» WHAT YOU HAVE TO DO: Rewrite all of the items below as one numbered list, skipping any blank lines. Leave the pictures out.

───── RECORD LIST

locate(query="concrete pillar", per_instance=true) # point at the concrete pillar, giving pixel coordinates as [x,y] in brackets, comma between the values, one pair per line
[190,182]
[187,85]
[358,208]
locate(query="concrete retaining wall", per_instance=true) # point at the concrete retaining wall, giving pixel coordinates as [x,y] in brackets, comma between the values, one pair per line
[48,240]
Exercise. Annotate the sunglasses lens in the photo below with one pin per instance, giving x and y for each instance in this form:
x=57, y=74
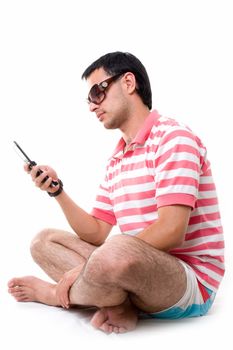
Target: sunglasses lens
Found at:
x=95, y=95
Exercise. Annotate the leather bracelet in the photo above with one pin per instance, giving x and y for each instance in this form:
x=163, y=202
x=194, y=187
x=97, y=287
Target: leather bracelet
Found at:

──────────

» EXERCISE SOLUTION:
1. locate(query="concrete pillar", per_instance=true) # point at the concrete pillar, giving pixel coordinates as [x,y] in brackets, comma between the values, one pair per line
2. [190,182]
3. [187,85]
4. [358,208]
5. locate(query="concrete retaining wall", per_instance=true) # point at the concrete retaining wall, giving pixel coordinates as [x,y] in brackets, comma between the values, one pair per line
6. [48,240]
7. Exercise. Annotate the sunglasses lens in the photo below with one pin per instance, giving x and y for each instance in this form:
8. x=57, y=74
9. Target: sunglasses lens
10. Found at:
11. x=95, y=95
12. Exercise. Annotate the leather bracelet in the photo above with one pin per instance, giving x and y for each instance in this form:
13. x=163, y=202
14. x=194, y=187
15. x=97, y=287
16. Target: leather bracelet
17. Found at:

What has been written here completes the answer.